■ Exercise: Please recast every line of the items below as a Markdown table with two columns, Row and Line, numbering each row and omitting blank lines.
-------------------------
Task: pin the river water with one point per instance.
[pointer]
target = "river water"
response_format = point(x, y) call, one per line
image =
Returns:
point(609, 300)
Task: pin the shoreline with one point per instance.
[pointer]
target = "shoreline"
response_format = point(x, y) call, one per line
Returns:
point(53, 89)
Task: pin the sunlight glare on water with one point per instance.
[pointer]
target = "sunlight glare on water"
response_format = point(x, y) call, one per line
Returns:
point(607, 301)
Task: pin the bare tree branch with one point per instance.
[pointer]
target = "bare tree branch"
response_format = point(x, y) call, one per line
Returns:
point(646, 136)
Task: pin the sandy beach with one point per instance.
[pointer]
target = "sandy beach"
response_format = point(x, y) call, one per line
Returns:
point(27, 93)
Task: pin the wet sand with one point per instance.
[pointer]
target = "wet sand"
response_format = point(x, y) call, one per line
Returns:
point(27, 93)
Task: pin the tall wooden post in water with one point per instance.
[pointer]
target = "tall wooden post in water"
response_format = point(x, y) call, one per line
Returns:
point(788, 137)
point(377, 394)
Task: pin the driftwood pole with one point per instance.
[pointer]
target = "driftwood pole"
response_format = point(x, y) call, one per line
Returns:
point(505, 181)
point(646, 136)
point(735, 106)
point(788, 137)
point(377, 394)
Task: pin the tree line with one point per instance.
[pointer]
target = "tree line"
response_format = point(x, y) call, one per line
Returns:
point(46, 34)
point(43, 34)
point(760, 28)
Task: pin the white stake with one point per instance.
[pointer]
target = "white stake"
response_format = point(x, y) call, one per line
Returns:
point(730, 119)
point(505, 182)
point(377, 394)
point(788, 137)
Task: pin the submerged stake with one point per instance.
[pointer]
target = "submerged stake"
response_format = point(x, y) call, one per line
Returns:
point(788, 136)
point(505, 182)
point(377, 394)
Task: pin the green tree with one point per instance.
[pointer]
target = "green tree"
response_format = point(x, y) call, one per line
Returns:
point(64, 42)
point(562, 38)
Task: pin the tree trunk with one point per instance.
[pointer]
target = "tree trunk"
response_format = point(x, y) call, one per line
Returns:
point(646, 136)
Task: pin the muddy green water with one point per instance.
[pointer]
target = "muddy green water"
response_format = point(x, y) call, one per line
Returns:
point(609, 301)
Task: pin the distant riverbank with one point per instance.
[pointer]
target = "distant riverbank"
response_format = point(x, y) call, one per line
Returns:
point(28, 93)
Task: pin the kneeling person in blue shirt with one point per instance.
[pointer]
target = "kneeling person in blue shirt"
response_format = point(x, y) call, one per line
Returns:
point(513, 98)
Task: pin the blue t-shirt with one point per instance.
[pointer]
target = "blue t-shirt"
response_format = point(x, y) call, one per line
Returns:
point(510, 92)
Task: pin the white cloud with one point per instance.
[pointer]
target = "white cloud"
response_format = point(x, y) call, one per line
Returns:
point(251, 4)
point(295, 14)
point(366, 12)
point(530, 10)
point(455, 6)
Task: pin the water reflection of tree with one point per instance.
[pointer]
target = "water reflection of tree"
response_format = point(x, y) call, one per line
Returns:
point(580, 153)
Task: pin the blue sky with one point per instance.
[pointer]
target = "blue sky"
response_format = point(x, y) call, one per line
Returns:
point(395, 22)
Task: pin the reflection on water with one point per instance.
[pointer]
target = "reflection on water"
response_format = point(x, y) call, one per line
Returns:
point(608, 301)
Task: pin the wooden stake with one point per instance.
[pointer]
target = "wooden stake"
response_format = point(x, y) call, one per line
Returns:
-------------------------
■ Reply to the task:
| Row | Line |
|---|---|
| 1 | Task: pin the river water with one point per instance. |
| 2 | [pointer] |
| 3 | target = "river water" |
| 4 | response_format = point(x, y) call, one per line |
| 5 | image = |
| 6 | Returns: |
| 7 | point(609, 300) |
| 8 | Task: pin the shoreline with one point per instance. |
| 9 | [pointer] |
| 10 | target = "shoreline" |
| 11 | response_format = point(x, y) call, one per line |
| 12 | Returns: |
| 13 | point(53, 89) |
| 14 | Task: pin the sunlight glare on water with one point per instance. |
| 15 | [pointer] |
| 16 | target = "sunlight glare on water" |
| 17 | response_format = point(x, y) call, one per line |
| 18 | Returns: |
| 19 | point(607, 301) |
| 20 | Task: pin the bare tree branch with one point per instance. |
| 21 | [pointer] |
| 22 | target = "bare tree branch" |
| 23 | response_format = point(x, y) call, one per line |
| 24 | Returns: |
| 25 | point(646, 136) |
| 26 | Task: pin the sandy beach with one point per instance. |
| 27 | [pointer] |
| 28 | target = "sandy beach" |
| 29 | response_format = point(x, y) call, one per line |
| 30 | Returns: |
| 31 | point(27, 93) |
| 32 | Task: pin the wet sand with one point per instance. |
| 33 | [pointer] |
| 34 | target = "wet sand" |
| 35 | response_format = point(x, y) call, one per line |
| 36 | Returns: |
| 37 | point(27, 93) |
| 38 | Task: pin the tall wooden post in water with one point per instance. |
| 39 | [pointer] |
| 40 | target = "tall wooden post in water" |
| 41 | response_format = point(x, y) call, one per line |
| 42 | Returns: |
| 43 | point(788, 137) |
| 44 | point(377, 394) |
| 45 | Task: pin the driftwood pole with one point per instance. |
| 46 | [pointer] |
| 47 | target = "driftwood pole" |
| 48 | response_format = point(x, y) call, one per line |
| 49 | Returns: |
| 50 | point(505, 181) |
| 51 | point(646, 136) |
| 52 | point(735, 106) |
| 53 | point(788, 137) |
| 54 | point(377, 394) |
| 55 | Task: pin the tree line with one point per instance. |
| 56 | [pointer] |
| 57 | target = "tree line" |
| 58 | response_format = point(x, y) call, one per line |
| 59 | Returns: |
| 60 | point(46, 34) |
| 61 | point(43, 34) |
| 62 | point(760, 28) |
| 63 | Task: pin the white stake with one point per instance. |
| 64 | [pointer] |
| 65 | target = "white stake" |
| 66 | response_format = point(x, y) call, one per line |
| 67 | Returns: |
| 68 | point(730, 119) |
| 69 | point(505, 182) |
| 70 | point(377, 394) |
| 71 | point(788, 137) |
| 72 | Task: pin the submerged stake with one point per instance. |
| 73 | [pointer] |
| 74 | target = "submerged stake" |
| 75 | response_format = point(x, y) call, one per line |
| 76 | Returns: |
| 77 | point(788, 136) |
| 78 | point(505, 182) |
| 79 | point(377, 394) |
| 80 | Task: pin the green tree with one point per instance. |
| 81 | [pointer] |
| 82 | target = "green tree" |
| 83 | response_format = point(x, y) call, one per line |
| 84 | Returns: |
| 85 | point(64, 42) |
| 86 | point(562, 38) |
| 87 | Task: pin the tree trunk with one point per instance. |
| 88 | [pointer] |
| 89 | target = "tree trunk" |
| 90 | response_format = point(x, y) call, one per line |
| 91 | Returns: |
| 92 | point(646, 136) |
| 93 | Task: pin the muddy green water with one point per instance. |
| 94 | [pointer] |
| 95 | target = "muddy green water" |
| 96 | response_format = point(x, y) call, one per line |
| 97 | Returns: |
| 98 | point(609, 301) |
| 99 | Task: pin the distant riverbank with one point per instance. |
| 100 | [pointer] |
| 101 | target = "distant riverbank" |
| 102 | response_format = point(x, y) call, one per line |
| 103 | Returns: |
| 104 | point(28, 93) |
| 105 | Task: pin the kneeling person in blue shirt with one point per instance. |
| 106 | [pointer] |
| 107 | target = "kneeling person in blue shirt" |
| 108 | response_format = point(x, y) call, one per line |
| 109 | Returns: |
| 110 | point(513, 98) |
| 111 | Task: pin the blue t-shirt with one point per instance. |
| 112 | [pointer] |
| 113 | target = "blue t-shirt" |
| 114 | response_format = point(x, y) call, one per line |
| 115 | Returns: |
| 116 | point(510, 92) |
| 117 | Task: pin the white cloud with one point per instance. |
| 118 | [pointer] |
| 119 | target = "white cloud" |
| 120 | response_format = point(x, y) call, one per line |
| 121 | Returns: |
| 122 | point(251, 4) |
| 123 | point(295, 14) |
| 124 | point(366, 12) |
| 125 | point(530, 10) |
| 126 | point(455, 6) |
| 127 | Task: pin the water reflection of tree with one point per instance. |
| 128 | [pointer] |
| 129 | target = "water reflection of tree" |
| 130 | response_format = point(x, y) call, one per line |
| 131 | Returns: |
| 132 | point(580, 153) |
| 133 | Task: pin the blue sky with one point per instance. |
| 134 | [pointer] |
| 135 | target = "blue sky" |
| 136 | response_format = point(x, y) call, one per line |
| 137 | Returns: |
| 138 | point(395, 22) |
| 139 | Task: pin the reflection on water with one point per instance. |
| 140 | [pointer] |
| 141 | target = "reflection on water" |
| 142 | response_format = point(x, y) call, one per line |
| 143 | Returns: |
| 144 | point(608, 301) |
| 145 | Task: pin the wooden stake with one point per instance. |
| 146 | [pointer] |
| 147 | target = "wooden stake" |
| 148 | response_format = point(x, y) call, one per line |
| 149 | Returns: |